§ **Work request**
Look through the data below and, wherever a line carries the word "woman", please copy that line.

§ **Given data**
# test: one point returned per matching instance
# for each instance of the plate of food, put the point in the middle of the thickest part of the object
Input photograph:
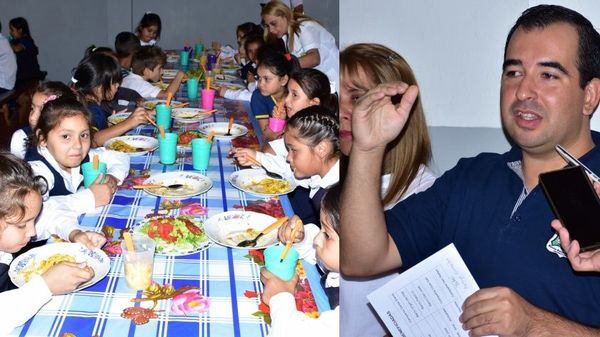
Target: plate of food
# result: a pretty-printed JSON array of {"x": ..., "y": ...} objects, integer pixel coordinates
[
  {"x": 40, "y": 259},
  {"x": 117, "y": 118},
  {"x": 177, "y": 185},
  {"x": 230, "y": 228},
  {"x": 151, "y": 104},
  {"x": 180, "y": 235},
  {"x": 220, "y": 129},
  {"x": 257, "y": 182},
  {"x": 184, "y": 141},
  {"x": 169, "y": 74},
  {"x": 190, "y": 115},
  {"x": 132, "y": 145}
]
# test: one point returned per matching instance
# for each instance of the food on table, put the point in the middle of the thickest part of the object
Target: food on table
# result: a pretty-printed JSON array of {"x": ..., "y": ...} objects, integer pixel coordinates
[
  {"x": 175, "y": 234},
  {"x": 268, "y": 186},
  {"x": 122, "y": 146},
  {"x": 185, "y": 138},
  {"x": 41, "y": 267}
]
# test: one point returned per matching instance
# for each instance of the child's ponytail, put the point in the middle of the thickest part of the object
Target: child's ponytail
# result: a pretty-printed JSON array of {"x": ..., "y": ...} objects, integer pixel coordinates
[{"x": 316, "y": 124}]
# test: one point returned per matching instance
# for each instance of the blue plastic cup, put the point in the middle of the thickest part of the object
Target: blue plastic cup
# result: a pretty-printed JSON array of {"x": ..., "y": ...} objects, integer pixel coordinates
[
  {"x": 184, "y": 57},
  {"x": 200, "y": 153},
  {"x": 163, "y": 115},
  {"x": 192, "y": 86},
  {"x": 167, "y": 148},
  {"x": 285, "y": 269}
]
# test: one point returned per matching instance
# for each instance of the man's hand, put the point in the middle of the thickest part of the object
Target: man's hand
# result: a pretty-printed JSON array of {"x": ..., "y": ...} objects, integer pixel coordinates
[
  {"x": 586, "y": 261},
  {"x": 497, "y": 311}
]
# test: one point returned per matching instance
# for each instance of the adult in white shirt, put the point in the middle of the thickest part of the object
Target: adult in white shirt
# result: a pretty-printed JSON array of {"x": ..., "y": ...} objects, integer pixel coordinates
[
  {"x": 364, "y": 66},
  {"x": 305, "y": 38},
  {"x": 8, "y": 65}
]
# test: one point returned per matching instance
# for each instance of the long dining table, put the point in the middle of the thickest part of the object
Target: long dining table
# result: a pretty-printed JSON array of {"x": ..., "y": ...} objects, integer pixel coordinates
[{"x": 228, "y": 277}]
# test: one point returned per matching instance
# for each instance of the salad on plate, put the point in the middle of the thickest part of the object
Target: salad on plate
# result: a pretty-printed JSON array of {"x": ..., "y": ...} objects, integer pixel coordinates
[{"x": 180, "y": 235}]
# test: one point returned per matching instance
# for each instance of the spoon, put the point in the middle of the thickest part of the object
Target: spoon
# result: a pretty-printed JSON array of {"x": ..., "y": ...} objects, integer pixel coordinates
[
  {"x": 269, "y": 173},
  {"x": 274, "y": 225},
  {"x": 172, "y": 186},
  {"x": 229, "y": 126}
]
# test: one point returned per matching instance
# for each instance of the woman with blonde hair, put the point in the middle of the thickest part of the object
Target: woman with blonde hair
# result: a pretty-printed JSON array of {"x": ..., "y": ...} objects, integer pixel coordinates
[
  {"x": 405, "y": 171},
  {"x": 304, "y": 38}
]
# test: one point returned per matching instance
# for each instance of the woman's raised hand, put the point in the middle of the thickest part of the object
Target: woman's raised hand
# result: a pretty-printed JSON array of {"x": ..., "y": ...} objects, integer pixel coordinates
[{"x": 376, "y": 121}]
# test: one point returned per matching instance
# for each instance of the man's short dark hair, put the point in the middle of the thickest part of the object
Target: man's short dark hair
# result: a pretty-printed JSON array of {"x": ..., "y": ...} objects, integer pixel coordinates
[
  {"x": 588, "y": 52},
  {"x": 126, "y": 43}
]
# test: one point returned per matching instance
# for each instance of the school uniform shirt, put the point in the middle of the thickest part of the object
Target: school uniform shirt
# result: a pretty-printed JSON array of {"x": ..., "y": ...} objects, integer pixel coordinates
[
  {"x": 260, "y": 105},
  {"x": 362, "y": 321},
  {"x": 18, "y": 141},
  {"x": 8, "y": 65},
  {"x": 317, "y": 182},
  {"x": 313, "y": 36},
  {"x": 20, "y": 304},
  {"x": 139, "y": 84}
]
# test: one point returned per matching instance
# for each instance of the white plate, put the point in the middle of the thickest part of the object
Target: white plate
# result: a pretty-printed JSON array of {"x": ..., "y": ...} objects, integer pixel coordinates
[
  {"x": 95, "y": 259},
  {"x": 151, "y": 103},
  {"x": 244, "y": 179},
  {"x": 230, "y": 228},
  {"x": 172, "y": 249},
  {"x": 220, "y": 129},
  {"x": 142, "y": 144},
  {"x": 169, "y": 74},
  {"x": 194, "y": 184},
  {"x": 118, "y": 117},
  {"x": 189, "y": 115},
  {"x": 145, "y": 143}
]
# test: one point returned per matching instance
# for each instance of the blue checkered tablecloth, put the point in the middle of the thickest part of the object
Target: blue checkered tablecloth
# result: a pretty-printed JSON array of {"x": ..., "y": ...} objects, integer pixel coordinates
[{"x": 223, "y": 274}]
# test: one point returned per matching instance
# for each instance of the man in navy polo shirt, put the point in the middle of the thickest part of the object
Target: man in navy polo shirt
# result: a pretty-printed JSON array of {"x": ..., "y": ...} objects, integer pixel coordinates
[{"x": 491, "y": 206}]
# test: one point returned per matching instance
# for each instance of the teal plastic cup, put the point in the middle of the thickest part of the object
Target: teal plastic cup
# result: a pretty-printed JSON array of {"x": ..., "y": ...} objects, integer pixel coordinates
[
  {"x": 192, "y": 85},
  {"x": 167, "y": 148},
  {"x": 184, "y": 57},
  {"x": 198, "y": 48},
  {"x": 208, "y": 99},
  {"x": 286, "y": 269},
  {"x": 200, "y": 153},
  {"x": 90, "y": 175},
  {"x": 163, "y": 116}
]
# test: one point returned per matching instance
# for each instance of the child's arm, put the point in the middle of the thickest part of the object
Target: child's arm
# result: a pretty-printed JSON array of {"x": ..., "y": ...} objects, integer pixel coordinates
[
  {"x": 173, "y": 86},
  {"x": 304, "y": 238},
  {"x": 136, "y": 118},
  {"x": 285, "y": 319}
]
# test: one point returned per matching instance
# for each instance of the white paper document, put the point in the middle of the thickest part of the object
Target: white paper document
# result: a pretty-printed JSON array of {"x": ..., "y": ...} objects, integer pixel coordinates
[{"x": 426, "y": 300}]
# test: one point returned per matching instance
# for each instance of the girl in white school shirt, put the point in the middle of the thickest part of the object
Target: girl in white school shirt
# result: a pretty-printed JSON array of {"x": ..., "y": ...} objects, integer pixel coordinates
[{"x": 20, "y": 204}]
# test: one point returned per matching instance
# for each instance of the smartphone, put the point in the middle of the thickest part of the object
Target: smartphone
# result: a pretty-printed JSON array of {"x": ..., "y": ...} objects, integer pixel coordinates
[{"x": 575, "y": 203}]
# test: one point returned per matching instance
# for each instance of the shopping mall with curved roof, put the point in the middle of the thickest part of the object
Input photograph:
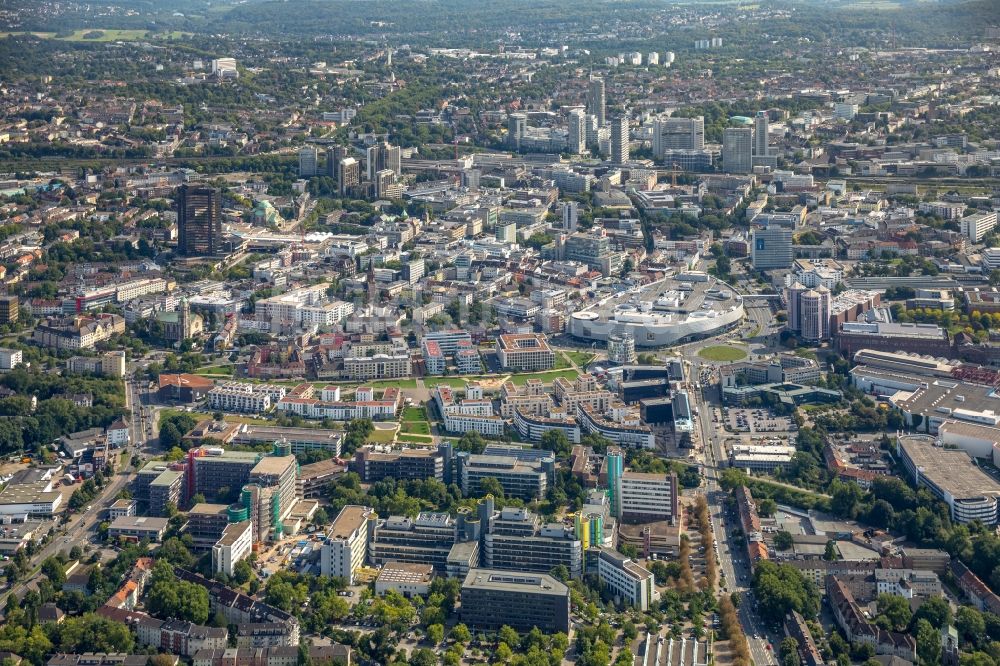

§ **Result for this exercise**
# for each instance of the woman with blonde hair, put the point in the middle of the thickest part of the object
Target: woman with blonde hair
# for each instance of the woman's raised hand, put the point in the middle of the thickest part of the object
Target: woman's raised hand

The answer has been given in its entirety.